» Exercise passage:
===============

Hospitality based English; personal development, motivation. 

Hospitality based English: meeting and greeting phrases used in operational areas; personal development (patience, respect, tolerance, leadership skills, technical skills); motivation: self-motivation and the art of motivating others using appropriate language skills.

2. Basic Management Principles 

Fayol’s principles of Management; Levels of Management. 

Introduction to Fayol’s five principles of Management: planning, organizing, staffing, leading, controlling – to be explained generally and with specific reference to hospitality. 

Hotel hierarchy: GM, departmental heads, supervisors, operational employees (To be explained generally and with specific reference to hospitality).

3. Hospitality Management and Tourism

Interdependence of Hospitality Management and Tourism. 

Meaning of each. An understanding of why and how Hospitality and Tourism are interlinked, with examples.

4. Services offered in Hospitality 

Services offered to guests, Characteristics of hospitality personnel.

===============

» Tasks to complete:
1: Translate this sentence from the hospitality course outline into Spanish: "An understanding of why and how Hospitality and Tourism are interlinked, with examples."
2: Write the next part of the hospitality course outline, picking up after its last line.
The records are separate material and have no connection to the hospitality course outline.

Data for grounding referring expressions:
===============

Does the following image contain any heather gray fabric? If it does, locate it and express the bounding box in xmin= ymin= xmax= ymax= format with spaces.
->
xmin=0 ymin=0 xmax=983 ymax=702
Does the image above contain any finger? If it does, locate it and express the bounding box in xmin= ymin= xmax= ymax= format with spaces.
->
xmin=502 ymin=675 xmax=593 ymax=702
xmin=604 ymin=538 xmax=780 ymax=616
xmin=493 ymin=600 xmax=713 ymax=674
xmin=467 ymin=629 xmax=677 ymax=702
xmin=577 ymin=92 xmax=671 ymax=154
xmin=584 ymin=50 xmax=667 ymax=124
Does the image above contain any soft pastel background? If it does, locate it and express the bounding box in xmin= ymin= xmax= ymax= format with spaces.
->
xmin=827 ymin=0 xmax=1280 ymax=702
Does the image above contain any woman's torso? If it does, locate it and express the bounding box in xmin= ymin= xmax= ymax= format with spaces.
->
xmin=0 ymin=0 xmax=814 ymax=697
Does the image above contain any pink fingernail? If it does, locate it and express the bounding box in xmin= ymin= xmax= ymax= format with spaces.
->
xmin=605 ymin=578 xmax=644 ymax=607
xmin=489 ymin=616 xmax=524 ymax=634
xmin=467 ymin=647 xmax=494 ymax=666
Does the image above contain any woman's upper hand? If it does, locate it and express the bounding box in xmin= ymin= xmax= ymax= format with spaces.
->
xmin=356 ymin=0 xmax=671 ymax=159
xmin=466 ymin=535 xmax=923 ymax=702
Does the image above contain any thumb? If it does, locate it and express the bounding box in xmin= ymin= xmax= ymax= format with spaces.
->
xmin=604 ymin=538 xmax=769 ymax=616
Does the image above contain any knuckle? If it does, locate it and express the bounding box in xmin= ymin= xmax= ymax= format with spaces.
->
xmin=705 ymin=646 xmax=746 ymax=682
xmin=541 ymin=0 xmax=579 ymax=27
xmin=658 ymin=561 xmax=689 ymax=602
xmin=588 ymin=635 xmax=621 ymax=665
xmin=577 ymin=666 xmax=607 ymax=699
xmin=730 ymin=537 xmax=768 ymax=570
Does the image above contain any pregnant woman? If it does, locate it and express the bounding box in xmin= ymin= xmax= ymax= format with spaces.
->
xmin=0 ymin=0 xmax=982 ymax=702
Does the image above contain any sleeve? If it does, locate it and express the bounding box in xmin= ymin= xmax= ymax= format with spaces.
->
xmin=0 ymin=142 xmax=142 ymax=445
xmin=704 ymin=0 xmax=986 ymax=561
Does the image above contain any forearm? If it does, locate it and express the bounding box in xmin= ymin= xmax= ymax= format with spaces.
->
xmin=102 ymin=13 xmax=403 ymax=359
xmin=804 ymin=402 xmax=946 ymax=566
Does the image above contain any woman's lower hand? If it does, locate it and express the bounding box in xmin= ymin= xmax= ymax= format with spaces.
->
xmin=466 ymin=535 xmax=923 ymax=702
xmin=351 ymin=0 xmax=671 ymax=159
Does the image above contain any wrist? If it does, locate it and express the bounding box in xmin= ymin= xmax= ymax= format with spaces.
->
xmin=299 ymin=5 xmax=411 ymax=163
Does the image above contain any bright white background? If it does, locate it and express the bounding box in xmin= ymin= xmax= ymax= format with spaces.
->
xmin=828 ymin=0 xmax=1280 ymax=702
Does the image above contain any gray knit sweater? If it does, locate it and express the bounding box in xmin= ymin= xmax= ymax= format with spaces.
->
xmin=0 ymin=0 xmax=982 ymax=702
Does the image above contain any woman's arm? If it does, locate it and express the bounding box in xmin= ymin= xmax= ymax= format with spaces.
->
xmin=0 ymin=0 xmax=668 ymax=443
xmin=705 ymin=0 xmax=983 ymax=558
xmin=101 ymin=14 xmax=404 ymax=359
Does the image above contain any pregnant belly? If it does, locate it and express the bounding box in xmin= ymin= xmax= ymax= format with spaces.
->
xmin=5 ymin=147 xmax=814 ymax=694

===============

» Replies:
1: Una comprensión de por qué y cómo la hospitalidad y el turismo están interrelacionados, con ejemplos.

2:
Services offered to guests such as food and accommodation services and personal services (for example – tour arrangements, sightseeing, spas) – to be discussed in brief with examples.

Characteristics of hospitality personnel such as dedication, honesty, social intelligence, empathy, presence of mind, knowledge of different languages, punctuality, positive attitude, appearance, communication skills, networking, initiative, personal touch, taking responsibility, positive body language, hard work, desire to learn, ambition and talent

5. Departments in a Hotel  

Food Production, Food and Beverage service, Front Office, Accommodation Operations. 

Food Production – Knowledge of basic commodities (salt, sugar, fats, oils, raising agents); meaning of cuisine, examples of two Indian regional cuisines (own state and one other) and their popular dishes and two international cuisines and their popular dishes (French and Italian); basic knife skills and cuts of vegetables. 

Food and Beverage service – Meaning of catering establishments, brief history of catering – thermopolia, inns, taverns (in Rome and Greece), dharamshalas, sarais, (in India) leading to restaurants, hotels, cafes in the present day; food and beverage service areas, departmental hierarchy, duties and responsibilities of staff, service conventions (brief overview). 

Front Office – Departmental hierarchy, duties and responsibilities of front office staff. Brief explanations of how the Front Office has interdepartmental relations with all departments of the hotel; description and explanation of the use of property management systems.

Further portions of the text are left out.